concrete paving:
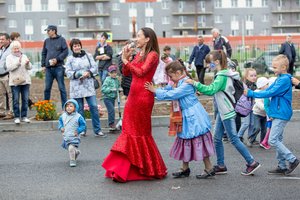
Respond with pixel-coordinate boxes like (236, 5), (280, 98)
(0, 114), (300, 200)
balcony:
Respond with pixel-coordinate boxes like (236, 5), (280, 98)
(69, 13), (110, 18)
(172, 11), (213, 16)
(69, 28), (111, 33)
(68, 0), (109, 3)
(272, 9), (300, 14)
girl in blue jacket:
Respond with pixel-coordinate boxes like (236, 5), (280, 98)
(145, 61), (215, 179)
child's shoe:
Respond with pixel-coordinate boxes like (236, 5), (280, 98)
(285, 158), (300, 175)
(70, 160), (76, 167)
(241, 161), (261, 176)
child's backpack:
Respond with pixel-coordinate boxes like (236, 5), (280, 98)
(223, 78), (253, 117)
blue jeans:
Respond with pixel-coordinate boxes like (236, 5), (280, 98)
(75, 96), (101, 134)
(238, 112), (254, 138)
(103, 98), (115, 125)
(11, 84), (30, 118)
(99, 69), (108, 84)
(44, 66), (67, 108)
(214, 113), (254, 166)
(269, 119), (296, 169)
(249, 114), (267, 143)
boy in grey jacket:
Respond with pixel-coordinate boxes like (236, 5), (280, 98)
(58, 99), (86, 167)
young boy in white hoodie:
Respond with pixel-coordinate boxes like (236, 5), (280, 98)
(58, 99), (86, 167)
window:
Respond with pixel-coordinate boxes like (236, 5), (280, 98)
(161, 0), (170, 10)
(41, 19), (48, 26)
(261, 0), (268, 7)
(145, 2), (152, 9)
(246, 0), (252, 7)
(8, 4), (16, 12)
(178, 1), (184, 12)
(25, 19), (32, 26)
(75, 3), (83, 14)
(96, 17), (104, 29)
(231, 0), (237, 8)
(113, 17), (121, 26)
(96, 3), (104, 14)
(76, 18), (84, 28)
(145, 17), (153, 24)
(262, 14), (269, 22)
(215, 0), (222, 8)
(58, 3), (66, 11)
(42, 4), (48, 10)
(162, 16), (170, 24)
(25, 4), (32, 12)
(8, 19), (17, 28)
(58, 19), (67, 26)
(215, 15), (222, 24)
(112, 3), (120, 10)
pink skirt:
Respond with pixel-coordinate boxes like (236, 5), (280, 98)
(170, 132), (215, 162)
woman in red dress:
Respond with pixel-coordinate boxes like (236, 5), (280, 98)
(102, 28), (167, 182)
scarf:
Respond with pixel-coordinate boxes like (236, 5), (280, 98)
(168, 75), (186, 136)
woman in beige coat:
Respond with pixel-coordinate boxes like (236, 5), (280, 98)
(6, 41), (31, 124)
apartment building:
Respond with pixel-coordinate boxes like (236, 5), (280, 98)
(0, 0), (300, 40)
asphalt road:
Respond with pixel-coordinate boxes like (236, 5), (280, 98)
────────────────
### [What this task involves]
Rewrite the listing from the line containing "girl in blue" through the last line of the listing, changing "woman" to "lady" everywhere and keeping everything else the same.

### [The answer]
girl in blue jacket:
Respond with pixel-coordinate boxes like (236, 5), (280, 98)
(145, 61), (215, 179)
child's shoe:
Respond with pixel-coordinate boxes like (236, 5), (280, 98)
(285, 158), (300, 175)
(70, 160), (76, 167)
(241, 161), (261, 176)
child's backpack:
Respond with pixel-coordinate boxes like (236, 5), (280, 98)
(223, 78), (253, 117)
blue jeans:
Respond with pixel-coordinate boxes like (236, 5), (280, 98)
(75, 96), (101, 134)
(238, 112), (254, 138)
(103, 98), (115, 125)
(11, 84), (30, 118)
(99, 69), (108, 84)
(44, 66), (67, 108)
(214, 113), (254, 166)
(269, 119), (296, 169)
(249, 114), (267, 143)
boy in grey jacket:
Respond with pixel-coordinate boxes like (236, 5), (280, 98)
(58, 99), (86, 167)
young boy in white hoodie:
Respond with pixel-coordinate boxes like (236, 5), (280, 98)
(58, 99), (86, 167)
window:
Respond with pixel-coordinate boxes like (236, 5), (280, 98)
(161, 0), (170, 10)
(41, 19), (48, 26)
(261, 0), (268, 7)
(145, 2), (152, 9)
(246, 0), (252, 7)
(8, 4), (16, 12)
(178, 1), (184, 12)
(25, 19), (32, 26)
(75, 3), (83, 14)
(96, 17), (104, 29)
(231, 0), (237, 8)
(113, 17), (121, 26)
(96, 3), (104, 14)
(76, 18), (84, 28)
(145, 17), (153, 24)
(262, 14), (269, 22)
(215, 0), (222, 8)
(58, 3), (66, 11)
(42, 4), (48, 10)
(162, 16), (170, 24)
(25, 4), (32, 12)
(8, 19), (17, 28)
(58, 19), (67, 26)
(215, 15), (222, 24)
(112, 3), (120, 10)
pink skirt:
Respond with pixel-coordinate boxes like (236, 5), (280, 98)
(170, 132), (215, 162)
lady in red dress:
Respond with pixel-coordinate boxes like (236, 5), (280, 98)
(102, 28), (167, 182)
scarf:
Respond with pixel-coordinate boxes like (236, 5), (280, 98)
(168, 75), (186, 136)
lady in beige coat:
Respond with pixel-coordinate boxes like (236, 5), (280, 98)
(6, 41), (31, 124)
apartment building:
Respond with pixel-coordinate boxes like (236, 5), (280, 98)
(0, 0), (300, 40)
asphalt road:
Respond with pixel-coordinate boxes like (236, 5), (280, 98)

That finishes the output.